⟨

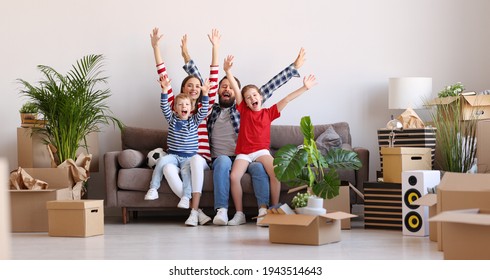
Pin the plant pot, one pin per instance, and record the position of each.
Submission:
(28, 117)
(314, 207)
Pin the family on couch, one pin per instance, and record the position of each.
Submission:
(215, 143)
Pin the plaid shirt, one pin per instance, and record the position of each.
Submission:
(267, 90)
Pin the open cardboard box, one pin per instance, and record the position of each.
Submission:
(458, 191)
(466, 234)
(305, 229)
(342, 203)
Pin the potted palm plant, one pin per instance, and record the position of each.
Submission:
(73, 105)
(306, 166)
(455, 134)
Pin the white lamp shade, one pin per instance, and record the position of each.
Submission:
(409, 92)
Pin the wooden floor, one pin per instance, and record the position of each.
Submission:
(166, 238)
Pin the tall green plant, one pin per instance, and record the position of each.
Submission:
(455, 139)
(73, 104)
(305, 165)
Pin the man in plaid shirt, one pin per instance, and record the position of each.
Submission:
(223, 128)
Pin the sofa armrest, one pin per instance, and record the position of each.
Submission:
(362, 175)
(111, 168)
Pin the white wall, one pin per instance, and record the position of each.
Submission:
(353, 47)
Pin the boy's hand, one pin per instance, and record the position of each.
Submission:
(155, 37)
(205, 87)
(164, 83)
(214, 37)
(300, 59)
(184, 50)
(228, 63)
(309, 81)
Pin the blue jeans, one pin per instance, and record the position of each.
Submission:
(185, 171)
(221, 181)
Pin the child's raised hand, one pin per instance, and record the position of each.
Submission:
(309, 81)
(300, 59)
(228, 63)
(183, 48)
(164, 82)
(214, 37)
(155, 37)
(205, 87)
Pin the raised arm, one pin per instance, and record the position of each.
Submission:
(161, 69)
(234, 85)
(284, 76)
(308, 82)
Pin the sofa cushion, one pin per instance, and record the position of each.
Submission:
(130, 158)
(328, 140)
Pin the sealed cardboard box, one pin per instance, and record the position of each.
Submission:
(399, 159)
(342, 203)
(28, 208)
(466, 234)
(483, 146)
(75, 218)
(429, 200)
(32, 152)
(408, 137)
(472, 105)
(305, 229)
(458, 191)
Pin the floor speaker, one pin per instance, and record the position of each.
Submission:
(415, 184)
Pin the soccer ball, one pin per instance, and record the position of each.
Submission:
(153, 156)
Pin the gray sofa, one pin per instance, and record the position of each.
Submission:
(127, 177)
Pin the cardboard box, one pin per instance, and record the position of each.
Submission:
(399, 159)
(305, 229)
(5, 242)
(75, 218)
(341, 203)
(458, 191)
(472, 105)
(429, 200)
(483, 146)
(32, 152)
(466, 234)
(28, 208)
(409, 137)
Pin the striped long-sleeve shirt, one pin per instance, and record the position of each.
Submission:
(182, 137)
(202, 132)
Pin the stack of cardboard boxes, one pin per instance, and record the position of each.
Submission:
(29, 211)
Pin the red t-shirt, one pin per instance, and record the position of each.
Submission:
(255, 128)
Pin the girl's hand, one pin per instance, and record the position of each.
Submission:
(214, 37)
(309, 81)
(155, 37)
(184, 50)
(164, 83)
(228, 63)
(205, 87)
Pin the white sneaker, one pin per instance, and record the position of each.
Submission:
(152, 194)
(184, 203)
(193, 218)
(262, 212)
(221, 218)
(203, 218)
(238, 219)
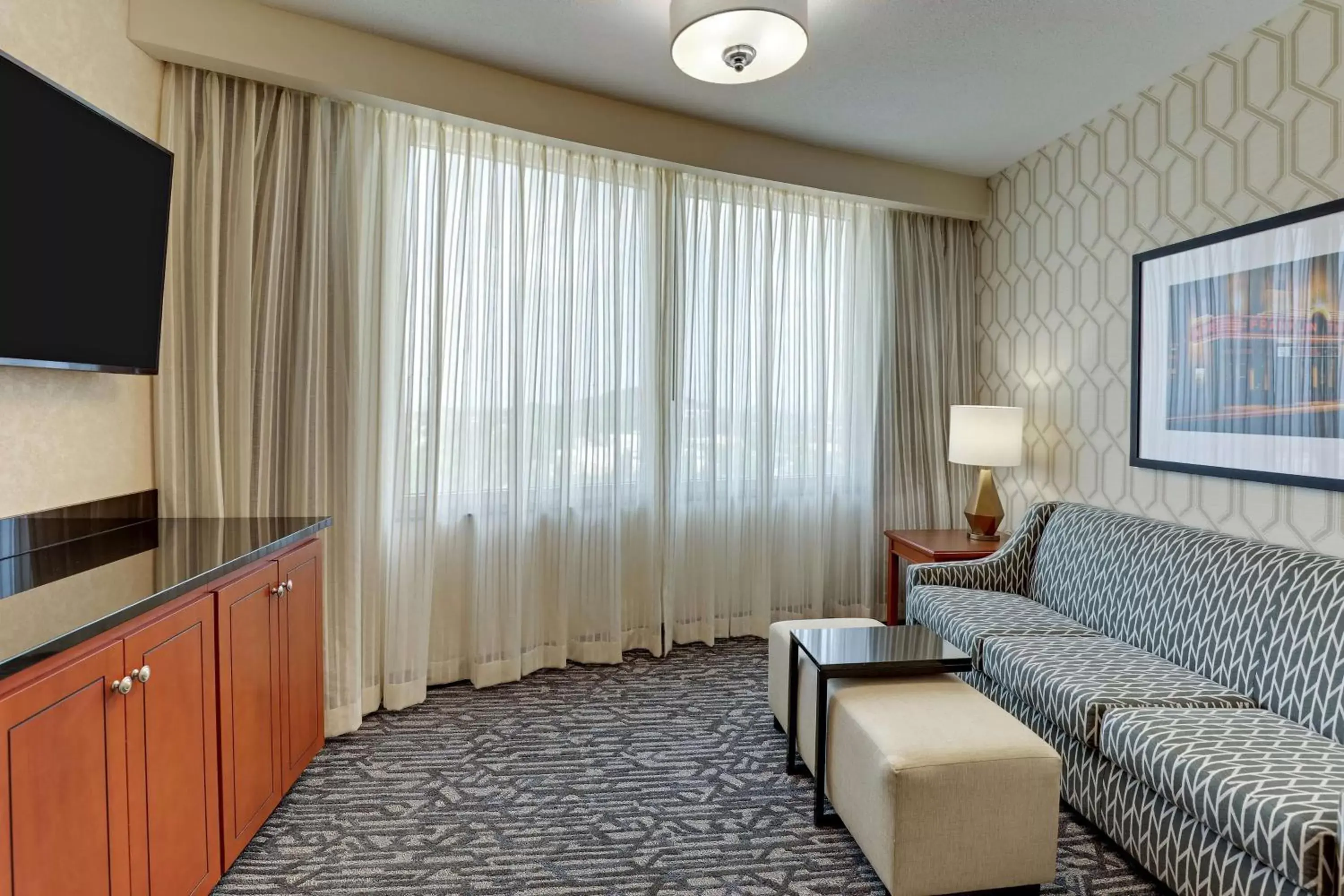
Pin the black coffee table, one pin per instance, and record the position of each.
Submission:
(859, 653)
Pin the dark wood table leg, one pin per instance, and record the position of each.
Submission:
(792, 735)
(893, 586)
(901, 593)
(819, 802)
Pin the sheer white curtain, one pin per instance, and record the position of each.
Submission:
(518, 288)
(560, 405)
(777, 302)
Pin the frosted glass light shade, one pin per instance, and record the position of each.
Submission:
(986, 436)
(703, 30)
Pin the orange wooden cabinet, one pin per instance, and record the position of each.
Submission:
(64, 782)
(172, 754)
(302, 667)
(108, 766)
(140, 763)
(271, 688)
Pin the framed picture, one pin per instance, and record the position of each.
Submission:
(1236, 357)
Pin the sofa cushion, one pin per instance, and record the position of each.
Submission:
(967, 617)
(1265, 784)
(1076, 680)
(1262, 618)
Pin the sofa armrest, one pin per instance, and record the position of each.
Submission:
(1007, 570)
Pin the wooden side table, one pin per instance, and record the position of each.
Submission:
(926, 546)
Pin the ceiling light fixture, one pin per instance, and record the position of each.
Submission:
(734, 42)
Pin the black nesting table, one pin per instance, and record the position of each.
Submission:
(858, 653)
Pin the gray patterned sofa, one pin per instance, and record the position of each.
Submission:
(1193, 683)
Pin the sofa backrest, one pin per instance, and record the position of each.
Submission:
(1261, 618)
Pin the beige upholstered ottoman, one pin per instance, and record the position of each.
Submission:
(944, 790)
(777, 680)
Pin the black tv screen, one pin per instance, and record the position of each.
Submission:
(84, 232)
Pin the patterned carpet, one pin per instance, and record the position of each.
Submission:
(654, 777)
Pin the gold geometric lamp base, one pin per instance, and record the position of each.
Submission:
(984, 511)
(986, 436)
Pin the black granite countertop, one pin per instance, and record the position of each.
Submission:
(72, 589)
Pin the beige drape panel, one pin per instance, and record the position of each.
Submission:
(558, 405)
(254, 404)
(926, 366)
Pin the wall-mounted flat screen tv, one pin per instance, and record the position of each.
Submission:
(84, 232)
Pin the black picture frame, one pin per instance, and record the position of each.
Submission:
(1136, 343)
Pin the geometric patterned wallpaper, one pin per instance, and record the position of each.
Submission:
(1249, 132)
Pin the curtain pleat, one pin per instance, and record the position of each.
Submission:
(926, 365)
(560, 405)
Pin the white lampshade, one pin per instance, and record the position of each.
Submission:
(986, 436)
(769, 35)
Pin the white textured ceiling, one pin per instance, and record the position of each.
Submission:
(964, 85)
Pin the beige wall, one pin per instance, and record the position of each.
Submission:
(244, 38)
(69, 437)
(1246, 134)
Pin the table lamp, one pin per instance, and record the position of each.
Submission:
(986, 437)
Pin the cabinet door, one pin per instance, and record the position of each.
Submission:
(64, 782)
(302, 659)
(252, 771)
(172, 754)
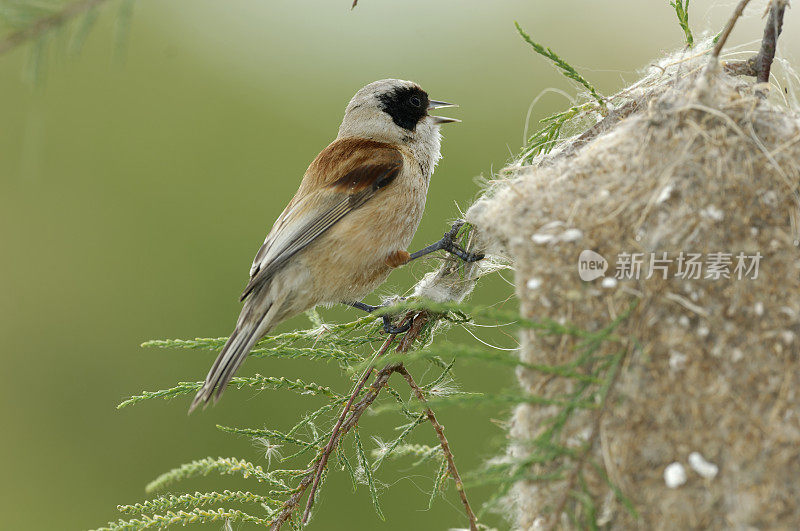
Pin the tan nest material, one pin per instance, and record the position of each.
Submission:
(690, 162)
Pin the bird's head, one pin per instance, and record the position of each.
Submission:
(394, 111)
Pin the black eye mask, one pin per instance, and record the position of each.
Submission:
(406, 105)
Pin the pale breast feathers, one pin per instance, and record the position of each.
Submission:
(343, 177)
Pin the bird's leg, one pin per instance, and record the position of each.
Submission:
(387, 321)
(447, 244)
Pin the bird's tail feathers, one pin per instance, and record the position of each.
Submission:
(248, 331)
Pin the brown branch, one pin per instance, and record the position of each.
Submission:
(573, 477)
(323, 460)
(356, 411)
(47, 23)
(345, 423)
(723, 38)
(763, 61)
(419, 319)
(760, 64)
(448, 454)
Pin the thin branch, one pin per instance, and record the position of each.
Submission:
(323, 459)
(760, 64)
(606, 392)
(448, 454)
(763, 61)
(47, 23)
(356, 411)
(723, 38)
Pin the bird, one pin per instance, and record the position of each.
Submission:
(355, 212)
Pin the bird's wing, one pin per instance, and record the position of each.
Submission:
(343, 177)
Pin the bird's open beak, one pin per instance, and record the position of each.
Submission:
(438, 120)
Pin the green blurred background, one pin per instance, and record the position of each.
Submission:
(134, 193)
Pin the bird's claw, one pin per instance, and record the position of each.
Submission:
(449, 245)
(391, 329)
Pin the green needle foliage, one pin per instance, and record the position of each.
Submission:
(546, 137)
(57, 25)
(682, 11)
(567, 69)
(352, 346)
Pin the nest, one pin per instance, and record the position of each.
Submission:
(691, 160)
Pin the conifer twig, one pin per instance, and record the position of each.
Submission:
(47, 23)
(356, 411)
(323, 459)
(448, 454)
(723, 38)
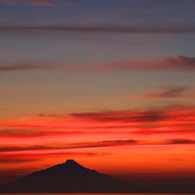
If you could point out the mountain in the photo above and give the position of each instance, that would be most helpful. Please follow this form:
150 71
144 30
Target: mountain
66 177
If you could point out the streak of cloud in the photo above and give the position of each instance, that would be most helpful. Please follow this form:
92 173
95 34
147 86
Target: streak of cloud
97 29
180 63
167 92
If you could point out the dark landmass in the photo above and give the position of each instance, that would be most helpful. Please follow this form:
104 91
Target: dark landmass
70 177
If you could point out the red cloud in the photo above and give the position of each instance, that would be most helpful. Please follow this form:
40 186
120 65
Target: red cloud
167 92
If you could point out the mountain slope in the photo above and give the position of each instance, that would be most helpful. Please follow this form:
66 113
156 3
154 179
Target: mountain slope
66 177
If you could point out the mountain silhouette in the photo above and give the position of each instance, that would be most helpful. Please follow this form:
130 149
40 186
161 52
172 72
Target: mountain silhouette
63 178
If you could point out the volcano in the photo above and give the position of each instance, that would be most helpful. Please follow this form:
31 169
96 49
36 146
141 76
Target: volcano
68 177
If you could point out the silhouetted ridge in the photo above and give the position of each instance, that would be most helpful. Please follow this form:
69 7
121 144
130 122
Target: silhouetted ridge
66 177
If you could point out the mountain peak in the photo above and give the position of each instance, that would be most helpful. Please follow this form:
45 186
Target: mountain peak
72 163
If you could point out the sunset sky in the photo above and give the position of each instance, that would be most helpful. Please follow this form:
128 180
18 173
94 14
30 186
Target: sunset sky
108 83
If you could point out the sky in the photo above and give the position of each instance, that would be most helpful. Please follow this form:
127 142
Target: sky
108 83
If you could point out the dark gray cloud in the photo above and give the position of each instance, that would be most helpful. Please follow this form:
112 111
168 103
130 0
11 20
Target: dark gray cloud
100 29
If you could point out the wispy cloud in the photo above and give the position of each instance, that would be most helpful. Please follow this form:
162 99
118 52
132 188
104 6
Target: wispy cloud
107 143
22 133
100 29
30 2
96 144
4 52
180 63
166 92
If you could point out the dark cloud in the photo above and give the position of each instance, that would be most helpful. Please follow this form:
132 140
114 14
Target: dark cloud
167 92
180 63
101 29
145 116
13 132
30 2
107 143
181 141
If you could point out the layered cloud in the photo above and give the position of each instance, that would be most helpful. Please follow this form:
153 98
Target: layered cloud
179 63
30 2
167 92
100 29
98 144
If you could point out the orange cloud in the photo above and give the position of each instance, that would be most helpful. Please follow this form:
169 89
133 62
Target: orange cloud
167 92
179 63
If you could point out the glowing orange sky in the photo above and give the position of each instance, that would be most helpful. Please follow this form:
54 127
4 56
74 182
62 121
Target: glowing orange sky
108 83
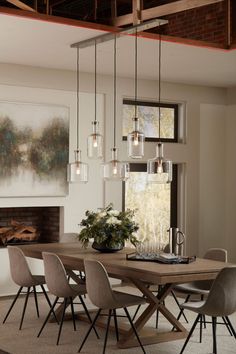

⟩

## WHAT IS EXPECTED
Rewrite the part that opens with the line containing "If you could point out the orange" and runs through the end of the items, with "Target" replaced by "Label" and nothing else changed. Do not include the pictures in your answer.

## RESULT FOR THIS TASK
If you could point out the orange cloud in the photo above and give the position of each instance, that would be most helpful. Please follow this form:
169 89
133 62
Label: orange cloud
167 92
179 63
If you could point out the glowing orange sky in the photo above and give the position of each instance, that would be most helpful. Please follow this form:
54 127
4 56
74 182
62 121
Label: glowing orange sky
108 83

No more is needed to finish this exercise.